### Brief
Count the lines in the data below that contain the word "grateful" and give only that number.

### Raw data
· · ·

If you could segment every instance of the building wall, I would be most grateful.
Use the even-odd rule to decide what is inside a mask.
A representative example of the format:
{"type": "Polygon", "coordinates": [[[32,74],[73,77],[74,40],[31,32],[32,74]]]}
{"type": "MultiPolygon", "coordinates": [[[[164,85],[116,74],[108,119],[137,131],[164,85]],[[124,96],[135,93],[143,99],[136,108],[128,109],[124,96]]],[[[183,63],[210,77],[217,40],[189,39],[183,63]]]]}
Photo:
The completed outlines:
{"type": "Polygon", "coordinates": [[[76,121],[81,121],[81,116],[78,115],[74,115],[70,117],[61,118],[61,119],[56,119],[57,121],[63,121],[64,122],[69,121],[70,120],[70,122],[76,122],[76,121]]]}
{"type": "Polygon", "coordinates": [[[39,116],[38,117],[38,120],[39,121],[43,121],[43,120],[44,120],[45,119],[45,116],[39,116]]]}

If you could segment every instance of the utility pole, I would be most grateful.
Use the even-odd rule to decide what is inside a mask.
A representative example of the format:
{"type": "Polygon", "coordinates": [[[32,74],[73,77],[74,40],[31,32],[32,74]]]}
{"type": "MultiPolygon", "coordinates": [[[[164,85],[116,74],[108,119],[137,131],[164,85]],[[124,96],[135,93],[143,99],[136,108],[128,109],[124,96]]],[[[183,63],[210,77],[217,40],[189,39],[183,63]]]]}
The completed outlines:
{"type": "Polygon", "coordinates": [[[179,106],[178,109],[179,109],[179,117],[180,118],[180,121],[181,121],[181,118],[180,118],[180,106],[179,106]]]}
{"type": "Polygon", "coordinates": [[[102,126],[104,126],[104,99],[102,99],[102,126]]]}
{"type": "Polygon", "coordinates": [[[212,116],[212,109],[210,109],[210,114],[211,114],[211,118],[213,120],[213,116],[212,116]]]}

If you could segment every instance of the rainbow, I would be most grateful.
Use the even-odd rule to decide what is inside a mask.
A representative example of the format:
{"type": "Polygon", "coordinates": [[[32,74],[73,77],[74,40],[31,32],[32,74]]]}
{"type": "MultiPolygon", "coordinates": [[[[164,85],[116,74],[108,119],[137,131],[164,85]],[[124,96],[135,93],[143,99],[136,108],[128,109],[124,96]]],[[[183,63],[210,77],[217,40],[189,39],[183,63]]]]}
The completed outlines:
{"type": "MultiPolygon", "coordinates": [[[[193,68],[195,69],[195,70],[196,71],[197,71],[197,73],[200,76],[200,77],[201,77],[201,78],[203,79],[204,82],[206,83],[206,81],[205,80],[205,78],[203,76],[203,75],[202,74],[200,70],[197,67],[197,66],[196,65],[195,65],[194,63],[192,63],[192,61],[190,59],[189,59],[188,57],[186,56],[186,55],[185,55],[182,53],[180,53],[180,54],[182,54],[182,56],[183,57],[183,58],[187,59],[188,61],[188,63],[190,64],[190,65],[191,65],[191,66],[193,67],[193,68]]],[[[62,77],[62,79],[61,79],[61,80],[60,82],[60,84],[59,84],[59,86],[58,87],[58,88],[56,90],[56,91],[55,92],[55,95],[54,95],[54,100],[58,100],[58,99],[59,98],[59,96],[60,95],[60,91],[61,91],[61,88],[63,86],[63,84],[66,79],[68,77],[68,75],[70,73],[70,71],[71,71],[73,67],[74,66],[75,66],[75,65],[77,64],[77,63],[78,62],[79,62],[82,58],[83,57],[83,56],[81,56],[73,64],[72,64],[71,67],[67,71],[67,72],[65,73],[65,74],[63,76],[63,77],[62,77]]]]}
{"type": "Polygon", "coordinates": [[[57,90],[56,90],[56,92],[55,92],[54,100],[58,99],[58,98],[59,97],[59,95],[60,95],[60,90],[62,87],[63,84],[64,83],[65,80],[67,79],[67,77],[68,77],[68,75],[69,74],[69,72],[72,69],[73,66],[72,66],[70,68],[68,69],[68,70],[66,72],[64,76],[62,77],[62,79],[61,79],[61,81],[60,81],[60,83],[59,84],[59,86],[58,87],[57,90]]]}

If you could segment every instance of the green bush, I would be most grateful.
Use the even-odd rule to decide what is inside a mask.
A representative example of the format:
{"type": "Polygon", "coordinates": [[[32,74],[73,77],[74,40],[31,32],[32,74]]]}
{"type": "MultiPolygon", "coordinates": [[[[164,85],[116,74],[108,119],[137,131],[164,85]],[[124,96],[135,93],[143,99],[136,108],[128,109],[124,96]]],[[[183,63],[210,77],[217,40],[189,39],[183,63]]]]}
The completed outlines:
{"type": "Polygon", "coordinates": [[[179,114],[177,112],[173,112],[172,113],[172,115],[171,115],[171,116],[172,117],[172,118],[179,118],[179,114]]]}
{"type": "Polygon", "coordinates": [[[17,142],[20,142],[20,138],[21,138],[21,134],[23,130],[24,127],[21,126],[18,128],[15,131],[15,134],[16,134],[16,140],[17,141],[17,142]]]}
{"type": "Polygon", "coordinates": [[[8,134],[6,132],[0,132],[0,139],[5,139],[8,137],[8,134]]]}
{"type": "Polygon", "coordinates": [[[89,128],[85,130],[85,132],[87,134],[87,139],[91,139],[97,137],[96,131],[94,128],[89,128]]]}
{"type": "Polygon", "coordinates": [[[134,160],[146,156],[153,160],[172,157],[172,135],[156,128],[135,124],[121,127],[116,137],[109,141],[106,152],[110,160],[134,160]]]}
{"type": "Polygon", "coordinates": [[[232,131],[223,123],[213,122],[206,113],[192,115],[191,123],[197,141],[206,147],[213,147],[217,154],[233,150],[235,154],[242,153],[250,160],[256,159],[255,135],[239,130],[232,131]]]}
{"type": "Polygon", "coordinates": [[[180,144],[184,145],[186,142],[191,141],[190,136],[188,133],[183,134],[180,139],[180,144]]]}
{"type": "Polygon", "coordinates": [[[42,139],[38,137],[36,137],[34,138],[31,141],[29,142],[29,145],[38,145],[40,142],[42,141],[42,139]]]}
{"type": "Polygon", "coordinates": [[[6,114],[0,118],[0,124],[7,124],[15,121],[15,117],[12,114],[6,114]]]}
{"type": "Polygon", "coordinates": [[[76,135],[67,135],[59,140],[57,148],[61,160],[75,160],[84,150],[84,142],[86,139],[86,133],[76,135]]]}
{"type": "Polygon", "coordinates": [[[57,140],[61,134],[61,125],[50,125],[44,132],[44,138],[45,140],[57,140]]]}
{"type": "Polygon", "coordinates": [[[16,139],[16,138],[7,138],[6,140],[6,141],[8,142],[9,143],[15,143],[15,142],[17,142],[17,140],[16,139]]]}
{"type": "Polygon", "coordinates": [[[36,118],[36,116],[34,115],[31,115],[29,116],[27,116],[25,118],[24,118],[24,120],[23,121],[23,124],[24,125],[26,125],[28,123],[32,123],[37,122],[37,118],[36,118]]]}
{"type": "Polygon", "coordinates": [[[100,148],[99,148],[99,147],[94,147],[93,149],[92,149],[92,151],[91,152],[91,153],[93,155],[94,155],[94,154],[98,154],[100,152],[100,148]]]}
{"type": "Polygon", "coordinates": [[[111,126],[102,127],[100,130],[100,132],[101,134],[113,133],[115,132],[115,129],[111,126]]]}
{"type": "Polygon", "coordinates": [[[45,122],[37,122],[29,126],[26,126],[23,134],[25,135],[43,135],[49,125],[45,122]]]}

· · ·

### Worked answer
4